• **Exercise prompt**: The entries below need to be written out exactly, with no pictures included.

Begin

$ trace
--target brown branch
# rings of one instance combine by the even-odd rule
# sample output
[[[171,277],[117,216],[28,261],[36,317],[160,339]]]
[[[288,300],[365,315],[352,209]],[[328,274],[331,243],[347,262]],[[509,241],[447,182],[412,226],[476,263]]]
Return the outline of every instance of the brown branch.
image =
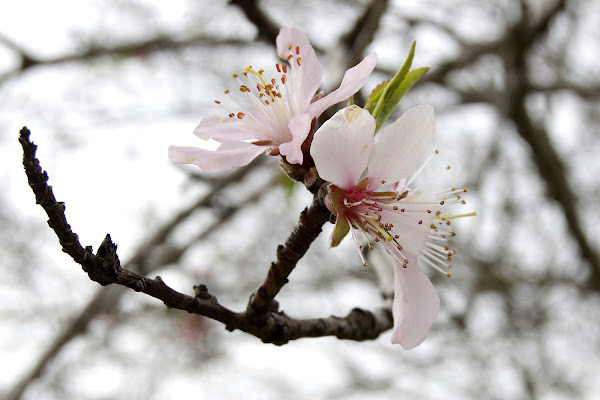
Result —
[[[117,256],[117,246],[110,239],[110,235],[106,235],[96,254],[90,246],[84,249],[67,222],[64,204],[56,201],[52,187],[47,184],[48,175],[41,169],[35,157],[37,146],[29,140],[29,135],[29,130],[23,128],[19,141],[23,147],[23,165],[36,202],[46,211],[49,217],[48,224],[58,236],[63,251],[82,265],[91,280],[103,286],[111,283],[126,286],[161,300],[169,308],[209,317],[225,324],[228,330],[239,329],[264,342],[277,345],[301,337],[336,336],[340,339],[369,340],[392,327],[389,310],[371,313],[355,309],[346,318],[317,319],[295,319],[275,309],[263,311],[262,302],[267,307],[272,306],[273,297],[285,284],[296,262],[304,255],[310,242],[314,240],[313,236],[318,235],[326,221],[324,216],[328,216],[328,211],[321,201],[315,200],[301,215],[300,222],[286,241],[286,245],[278,249],[277,262],[273,264],[269,273],[271,278],[268,276],[263,284],[264,296],[253,296],[259,299],[256,301],[257,306],[252,307],[251,312],[236,313],[219,304],[205,285],[195,287],[195,295],[190,296],[173,290],[160,277],[151,279],[123,268]],[[258,292],[262,291],[259,289]],[[251,301],[251,304],[253,303]]]
[[[16,43],[6,37],[0,37],[0,42],[13,50],[21,59],[20,65],[0,75],[0,84],[9,78],[22,73],[30,68],[42,65],[55,65],[75,61],[87,61],[104,56],[132,56],[144,55],[161,50],[177,50],[191,46],[215,46],[215,45],[243,45],[247,42],[236,39],[211,40],[205,34],[190,36],[184,39],[173,39],[168,36],[156,36],[147,40],[121,44],[116,46],[102,46],[92,44],[85,51],[54,58],[38,58],[21,49]]]
[[[248,303],[247,313],[251,318],[264,317],[269,309],[277,309],[273,299],[288,282],[288,276],[304,256],[312,242],[319,236],[323,224],[329,220],[330,212],[322,197],[316,195],[310,207],[300,214],[298,225],[277,248],[277,261],[271,264],[265,281],[260,285]]]
[[[267,43],[275,43],[279,34],[279,26],[263,12],[256,0],[230,0],[229,4],[237,6],[258,30],[258,38]]]
[[[558,1],[547,14],[533,26],[524,18],[513,32],[512,41],[517,43],[511,68],[514,83],[509,98],[512,100],[508,115],[516,124],[519,135],[532,150],[533,161],[548,189],[548,194],[562,207],[571,235],[576,240],[581,257],[591,264],[590,286],[600,289],[600,255],[593,248],[579,222],[577,196],[573,192],[565,165],[552,146],[546,129],[536,126],[527,110],[527,97],[534,91],[526,76],[527,51],[544,35],[550,21],[565,7],[564,1]],[[524,13],[526,14],[526,13]]]
[[[195,237],[191,238],[188,244],[181,246],[167,244],[167,239],[170,234],[194,212],[202,208],[210,207],[214,202],[214,199],[222,193],[223,189],[229,187],[229,185],[235,182],[242,180],[249,172],[255,170],[257,166],[262,164],[263,163],[259,159],[253,162],[247,168],[240,168],[231,174],[211,180],[210,192],[204,196],[201,196],[198,201],[181,210],[170,221],[166,222],[162,227],[157,229],[147,240],[144,241],[143,245],[136,250],[135,254],[125,264],[126,268],[137,271],[138,273],[148,274],[163,265],[179,261],[185,251],[189,249],[193,243],[199,243],[210,234],[216,232],[247,204],[254,202],[260,196],[262,196],[272,182],[267,182],[265,185],[263,185],[263,187],[258,188],[254,194],[241,200],[240,203],[234,206],[226,207],[224,210],[222,210],[222,212],[219,212],[221,215],[220,218],[217,218],[213,223],[204,227],[204,230]],[[55,339],[52,341],[52,344],[37,360],[35,365],[27,373],[23,374],[21,379],[10,390],[6,396],[6,399],[19,400],[24,391],[27,389],[28,385],[42,374],[48,363],[60,353],[62,348],[67,343],[77,336],[85,333],[88,325],[96,318],[96,316],[99,314],[110,313],[115,310],[117,304],[121,300],[122,295],[125,293],[125,290],[126,289],[122,286],[109,286],[96,293],[88,302],[88,305],[84,307],[67,325],[67,327],[55,337]]]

End

• **Solution to this task**:
$ trace
--target brown branch
# rings of one instance combine by the even-odd rule
# sample output
[[[171,277],[117,216],[28,261],[36,317],[160,339]]]
[[[288,300],[365,315],[352,209]],[[328,274],[331,243],[347,262]],[[509,241],[447,182],[412,226],[476,263]]]
Return the outline of every instance of the brown branch.
image =
Result —
[[[117,256],[117,246],[110,239],[110,235],[106,235],[96,254],[90,246],[84,249],[67,222],[64,204],[56,201],[52,187],[47,184],[48,175],[41,169],[35,157],[37,146],[29,140],[29,135],[29,130],[23,128],[19,141],[23,147],[23,165],[36,202],[46,211],[49,217],[48,224],[58,236],[63,251],[82,265],[91,280],[103,286],[111,283],[126,286],[161,300],[169,308],[209,317],[225,324],[228,330],[239,329],[264,342],[277,345],[301,337],[336,336],[340,339],[369,340],[392,327],[389,310],[371,313],[355,309],[346,318],[317,319],[295,319],[275,309],[263,311],[262,302],[267,307],[272,306],[273,297],[285,284],[296,262],[304,255],[310,242],[314,240],[313,236],[318,235],[326,221],[324,216],[328,216],[328,211],[321,201],[315,200],[301,215],[300,222],[286,241],[286,245],[278,249],[277,262],[273,264],[269,273],[271,278],[268,276],[263,284],[264,296],[253,296],[259,299],[256,301],[257,306],[252,307],[251,312],[236,313],[219,304],[205,285],[195,287],[195,295],[190,296],[173,290],[160,277],[151,279],[123,268]],[[258,292],[262,291],[259,289]],[[251,301],[251,304],[253,303]]]
[[[16,43],[6,37],[0,37],[0,42],[13,50],[21,59],[20,65],[0,75],[0,84],[9,78],[22,73],[30,68],[42,65],[55,65],[75,61],[87,61],[104,56],[132,56],[144,55],[161,50],[177,50],[191,46],[215,46],[215,45],[243,45],[247,42],[236,39],[211,40],[205,34],[190,36],[184,39],[173,39],[168,36],[156,36],[147,40],[121,44],[116,46],[102,46],[92,44],[85,51],[54,58],[38,58],[21,49]]]
[[[248,303],[247,313],[251,318],[264,317],[269,309],[277,309],[273,299],[288,282],[288,276],[304,256],[312,242],[319,236],[323,224],[329,220],[330,212],[322,197],[316,195],[310,207],[300,214],[298,225],[277,248],[277,261],[271,264],[265,281],[260,285]]]
[[[267,43],[275,43],[279,34],[279,26],[263,12],[256,0],[230,0],[229,4],[237,6],[258,30],[258,38]]]
[[[558,1],[547,14],[533,26],[524,18],[513,32],[512,41],[517,43],[511,68],[514,83],[509,98],[512,100],[508,115],[516,124],[519,135],[532,150],[533,161],[548,189],[548,194],[562,207],[571,235],[576,240],[581,257],[591,264],[590,286],[600,289],[600,255],[593,248],[579,222],[577,196],[573,192],[565,165],[552,146],[546,129],[536,126],[527,110],[527,97],[534,91],[526,76],[527,51],[544,35],[550,21],[565,7],[564,1]],[[524,13],[526,14],[526,13]]]
[[[195,237],[191,238],[188,244],[181,246],[167,244],[167,239],[170,234],[194,212],[202,208],[210,207],[214,202],[214,199],[222,193],[223,189],[229,187],[229,185],[235,182],[242,180],[249,172],[255,170],[257,166],[262,164],[263,163],[259,159],[253,162],[247,168],[240,168],[231,174],[211,180],[210,192],[204,196],[201,196],[198,201],[181,210],[170,221],[166,222],[162,227],[157,229],[147,240],[144,241],[143,245],[136,250],[135,254],[125,264],[126,268],[137,271],[138,273],[148,274],[163,265],[179,261],[185,251],[189,249],[193,243],[199,243],[210,234],[216,232],[247,204],[254,202],[260,196],[262,196],[272,182],[267,182],[265,185],[263,185],[263,187],[258,188],[254,194],[241,200],[240,203],[234,206],[226,207],[224,210],[222,210],[222,212],[219,212],[221,215],[220,218],[217,218],[213,223],[204,227],[204,230]],[[55,339],[52,341],[52,344],[37,360],[35,365],[27,373],[23,374],[21,379],[10,390],[6,396],[6,399],[19,400],[24,391],[27,389],[28,385],[42,374],[48,363],[60,353],[62,348],[67,343],[77,336],[85,333],[88,325],[96,318],[96,316],[99,314],[110,313],[115,310],[117,304],[121,300],[122,295],[125,293],[125,290],[126,289],[122,286],[109,286],[96,293],[88,302],[88,305],[84,307],[67,325],[67,327],[55,337]]]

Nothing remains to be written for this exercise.